- _Stated task_
Select every line in the items below that contains the word "dark", and copy each one.

=======

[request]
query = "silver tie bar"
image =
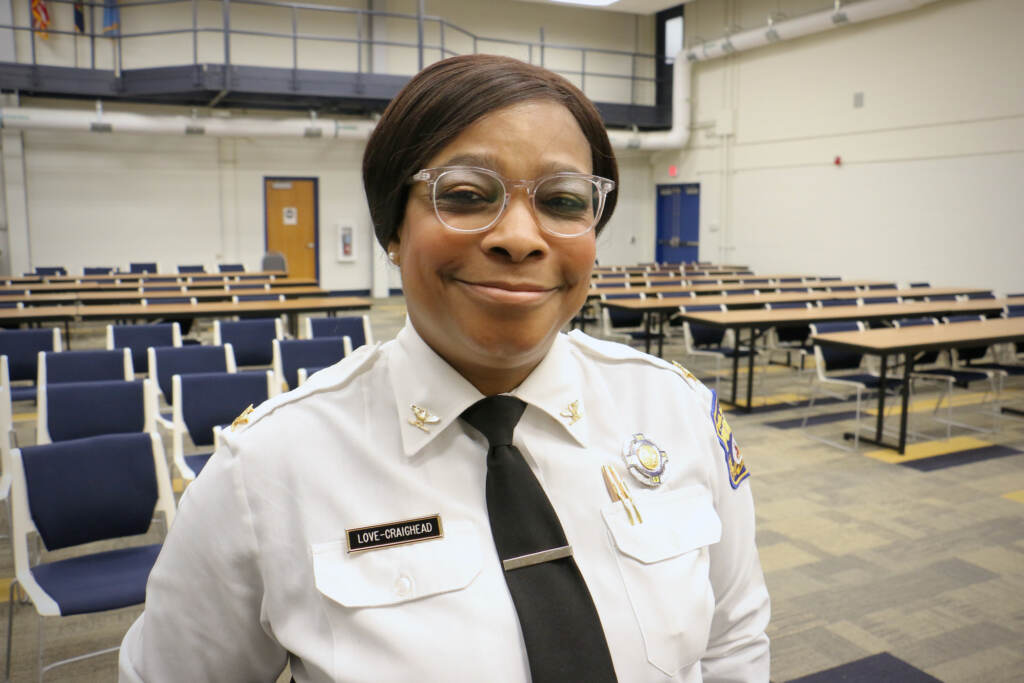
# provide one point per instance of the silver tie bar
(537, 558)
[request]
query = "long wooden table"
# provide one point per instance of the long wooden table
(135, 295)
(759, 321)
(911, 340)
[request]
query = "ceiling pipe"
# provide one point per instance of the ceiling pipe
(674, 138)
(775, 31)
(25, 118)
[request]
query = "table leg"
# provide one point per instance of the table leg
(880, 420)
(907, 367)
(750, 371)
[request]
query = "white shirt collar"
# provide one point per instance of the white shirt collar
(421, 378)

=======

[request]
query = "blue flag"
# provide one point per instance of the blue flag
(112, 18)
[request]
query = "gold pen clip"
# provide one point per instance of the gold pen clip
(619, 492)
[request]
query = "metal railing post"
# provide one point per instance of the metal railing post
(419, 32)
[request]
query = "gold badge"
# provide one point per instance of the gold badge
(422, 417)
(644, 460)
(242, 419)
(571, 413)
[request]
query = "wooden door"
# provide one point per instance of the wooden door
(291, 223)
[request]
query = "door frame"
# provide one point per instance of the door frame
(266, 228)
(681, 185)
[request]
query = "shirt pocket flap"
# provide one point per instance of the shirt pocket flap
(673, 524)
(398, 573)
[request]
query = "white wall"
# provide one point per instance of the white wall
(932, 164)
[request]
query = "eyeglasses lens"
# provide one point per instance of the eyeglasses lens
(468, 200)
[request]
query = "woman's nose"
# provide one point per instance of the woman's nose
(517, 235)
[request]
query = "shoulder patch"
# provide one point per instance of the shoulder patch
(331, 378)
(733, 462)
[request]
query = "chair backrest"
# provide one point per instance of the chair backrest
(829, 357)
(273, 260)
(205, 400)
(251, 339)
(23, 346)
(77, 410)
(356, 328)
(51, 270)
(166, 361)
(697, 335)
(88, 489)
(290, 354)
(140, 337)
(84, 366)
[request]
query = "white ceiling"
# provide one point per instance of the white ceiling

=======

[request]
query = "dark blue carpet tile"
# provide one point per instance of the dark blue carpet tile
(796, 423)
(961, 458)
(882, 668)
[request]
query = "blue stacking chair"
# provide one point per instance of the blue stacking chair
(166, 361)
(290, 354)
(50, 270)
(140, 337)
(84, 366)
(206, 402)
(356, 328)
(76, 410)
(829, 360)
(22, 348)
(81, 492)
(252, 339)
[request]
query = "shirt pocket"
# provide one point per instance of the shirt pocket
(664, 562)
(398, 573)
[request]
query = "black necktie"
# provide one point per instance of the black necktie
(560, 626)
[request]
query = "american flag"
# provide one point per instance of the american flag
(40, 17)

=======

- _The solution_
query = "dark blue carpet tile"
# provide one point per instance of the dark blue carpet tile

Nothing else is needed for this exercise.